REQUIRED TASK:
Copy out, character for character, the lines of the material from the one holding "query (the phrase naming what to segment): chimney" through the one holding "Return the outline of every instance of the chimney", including both.

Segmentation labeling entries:
------
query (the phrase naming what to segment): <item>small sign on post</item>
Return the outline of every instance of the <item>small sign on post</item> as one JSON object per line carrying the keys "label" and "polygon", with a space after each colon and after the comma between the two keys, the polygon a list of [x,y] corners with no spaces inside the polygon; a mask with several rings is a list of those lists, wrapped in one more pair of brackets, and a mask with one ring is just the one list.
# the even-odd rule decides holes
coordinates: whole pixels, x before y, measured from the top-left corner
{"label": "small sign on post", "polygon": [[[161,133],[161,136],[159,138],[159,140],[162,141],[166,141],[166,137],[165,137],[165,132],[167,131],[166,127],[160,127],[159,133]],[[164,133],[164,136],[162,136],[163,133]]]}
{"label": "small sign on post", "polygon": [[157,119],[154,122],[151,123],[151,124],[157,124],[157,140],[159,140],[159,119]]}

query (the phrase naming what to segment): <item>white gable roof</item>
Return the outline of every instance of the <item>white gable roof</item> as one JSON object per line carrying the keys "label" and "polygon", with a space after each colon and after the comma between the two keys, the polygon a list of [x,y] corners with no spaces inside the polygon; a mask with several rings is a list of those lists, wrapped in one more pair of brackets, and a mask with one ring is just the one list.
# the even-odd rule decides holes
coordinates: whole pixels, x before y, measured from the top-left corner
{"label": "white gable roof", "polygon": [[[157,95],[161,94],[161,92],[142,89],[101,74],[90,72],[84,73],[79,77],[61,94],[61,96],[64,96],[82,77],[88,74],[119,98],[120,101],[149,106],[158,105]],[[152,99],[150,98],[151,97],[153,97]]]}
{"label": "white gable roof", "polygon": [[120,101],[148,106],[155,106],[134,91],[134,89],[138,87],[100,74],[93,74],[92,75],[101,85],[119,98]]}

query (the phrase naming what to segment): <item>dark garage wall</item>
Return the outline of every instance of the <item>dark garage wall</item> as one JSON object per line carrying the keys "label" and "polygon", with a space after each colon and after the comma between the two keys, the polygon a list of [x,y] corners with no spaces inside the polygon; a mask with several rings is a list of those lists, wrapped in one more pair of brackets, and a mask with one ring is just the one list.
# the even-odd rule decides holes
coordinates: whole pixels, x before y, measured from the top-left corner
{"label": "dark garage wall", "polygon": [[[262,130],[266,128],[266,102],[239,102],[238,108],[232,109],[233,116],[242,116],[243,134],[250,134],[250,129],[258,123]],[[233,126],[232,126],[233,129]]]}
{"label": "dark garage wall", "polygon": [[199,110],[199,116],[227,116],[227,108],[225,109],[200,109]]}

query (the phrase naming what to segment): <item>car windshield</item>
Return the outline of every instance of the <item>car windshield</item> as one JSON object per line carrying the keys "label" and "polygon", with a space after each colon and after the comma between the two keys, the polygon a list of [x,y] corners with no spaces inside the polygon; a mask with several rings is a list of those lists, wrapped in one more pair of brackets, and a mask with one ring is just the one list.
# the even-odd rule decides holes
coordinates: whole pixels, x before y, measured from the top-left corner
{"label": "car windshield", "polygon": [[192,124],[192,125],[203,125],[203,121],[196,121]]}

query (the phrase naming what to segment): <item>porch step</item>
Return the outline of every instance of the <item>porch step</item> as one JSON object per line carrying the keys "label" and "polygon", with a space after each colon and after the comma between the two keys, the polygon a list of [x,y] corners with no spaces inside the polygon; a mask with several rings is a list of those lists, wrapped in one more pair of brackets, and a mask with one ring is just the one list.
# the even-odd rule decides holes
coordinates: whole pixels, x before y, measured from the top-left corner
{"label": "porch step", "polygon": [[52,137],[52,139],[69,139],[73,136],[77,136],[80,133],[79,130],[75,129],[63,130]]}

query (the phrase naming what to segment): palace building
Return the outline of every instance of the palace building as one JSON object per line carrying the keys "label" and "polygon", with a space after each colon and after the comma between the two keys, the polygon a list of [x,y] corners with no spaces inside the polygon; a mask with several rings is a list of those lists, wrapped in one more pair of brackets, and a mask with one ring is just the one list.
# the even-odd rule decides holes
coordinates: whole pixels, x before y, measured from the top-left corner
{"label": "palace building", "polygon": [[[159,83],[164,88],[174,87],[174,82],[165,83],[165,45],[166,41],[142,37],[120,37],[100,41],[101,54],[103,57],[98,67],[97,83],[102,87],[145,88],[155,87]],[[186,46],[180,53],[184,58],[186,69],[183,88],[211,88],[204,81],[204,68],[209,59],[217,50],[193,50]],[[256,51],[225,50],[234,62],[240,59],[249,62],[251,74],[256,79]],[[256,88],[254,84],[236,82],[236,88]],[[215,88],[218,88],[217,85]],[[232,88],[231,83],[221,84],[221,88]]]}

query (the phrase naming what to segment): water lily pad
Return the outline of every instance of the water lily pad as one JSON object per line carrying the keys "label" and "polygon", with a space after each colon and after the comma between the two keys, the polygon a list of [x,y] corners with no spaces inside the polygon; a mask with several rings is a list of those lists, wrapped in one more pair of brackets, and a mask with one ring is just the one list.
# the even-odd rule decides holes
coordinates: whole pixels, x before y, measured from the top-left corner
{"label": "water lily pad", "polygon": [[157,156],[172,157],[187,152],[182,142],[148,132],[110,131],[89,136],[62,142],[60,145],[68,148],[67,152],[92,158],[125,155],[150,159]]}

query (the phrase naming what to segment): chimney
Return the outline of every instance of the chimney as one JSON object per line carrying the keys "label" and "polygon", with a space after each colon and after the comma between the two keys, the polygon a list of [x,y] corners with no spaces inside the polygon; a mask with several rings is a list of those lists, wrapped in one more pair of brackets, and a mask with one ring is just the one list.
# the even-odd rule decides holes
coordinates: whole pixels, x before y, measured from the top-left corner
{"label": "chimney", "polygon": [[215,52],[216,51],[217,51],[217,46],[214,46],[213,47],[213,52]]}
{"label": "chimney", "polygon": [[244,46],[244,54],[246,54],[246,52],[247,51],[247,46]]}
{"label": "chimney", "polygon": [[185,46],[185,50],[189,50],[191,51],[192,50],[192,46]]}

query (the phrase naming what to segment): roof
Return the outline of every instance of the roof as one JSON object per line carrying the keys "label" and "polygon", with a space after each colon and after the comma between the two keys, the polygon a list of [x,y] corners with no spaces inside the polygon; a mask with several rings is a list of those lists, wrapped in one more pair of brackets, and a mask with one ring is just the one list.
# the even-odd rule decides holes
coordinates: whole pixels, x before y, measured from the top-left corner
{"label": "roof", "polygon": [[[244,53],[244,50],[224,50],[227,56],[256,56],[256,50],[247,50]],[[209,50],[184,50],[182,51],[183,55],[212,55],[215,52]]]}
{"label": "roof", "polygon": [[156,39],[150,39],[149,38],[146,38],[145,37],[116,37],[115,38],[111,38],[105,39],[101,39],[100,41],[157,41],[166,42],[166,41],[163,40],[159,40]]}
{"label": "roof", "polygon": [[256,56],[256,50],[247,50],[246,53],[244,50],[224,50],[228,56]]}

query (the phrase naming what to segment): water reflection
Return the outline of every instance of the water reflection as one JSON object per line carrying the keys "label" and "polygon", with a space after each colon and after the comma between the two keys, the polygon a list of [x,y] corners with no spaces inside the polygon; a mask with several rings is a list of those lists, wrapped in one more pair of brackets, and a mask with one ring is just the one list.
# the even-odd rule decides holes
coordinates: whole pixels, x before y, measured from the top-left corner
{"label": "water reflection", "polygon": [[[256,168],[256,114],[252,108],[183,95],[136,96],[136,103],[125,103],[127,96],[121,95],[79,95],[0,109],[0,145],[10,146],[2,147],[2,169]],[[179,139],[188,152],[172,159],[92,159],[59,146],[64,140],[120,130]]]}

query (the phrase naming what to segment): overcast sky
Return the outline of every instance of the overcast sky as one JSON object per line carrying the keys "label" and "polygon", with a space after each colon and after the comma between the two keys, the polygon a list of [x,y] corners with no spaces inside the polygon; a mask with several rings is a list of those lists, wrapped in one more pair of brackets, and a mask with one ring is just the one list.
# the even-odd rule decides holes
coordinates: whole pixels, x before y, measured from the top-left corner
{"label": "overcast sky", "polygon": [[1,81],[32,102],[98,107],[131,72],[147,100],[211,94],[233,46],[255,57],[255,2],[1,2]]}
------
EXERCISE OUTPUT:
query (the phrase naming what to segment): chimney
Return the outline of every instance of the chimney as one JSON object per line carrying the keys "label" and "polygon", with a space after each colon and after the comma between the two keys, the polygon a list of [x,y] corners with no spaces inside the polygon; a mask with several rings is a list of those lists, wrapped in one more pair of brackets, and a mask with one ring is just the one list.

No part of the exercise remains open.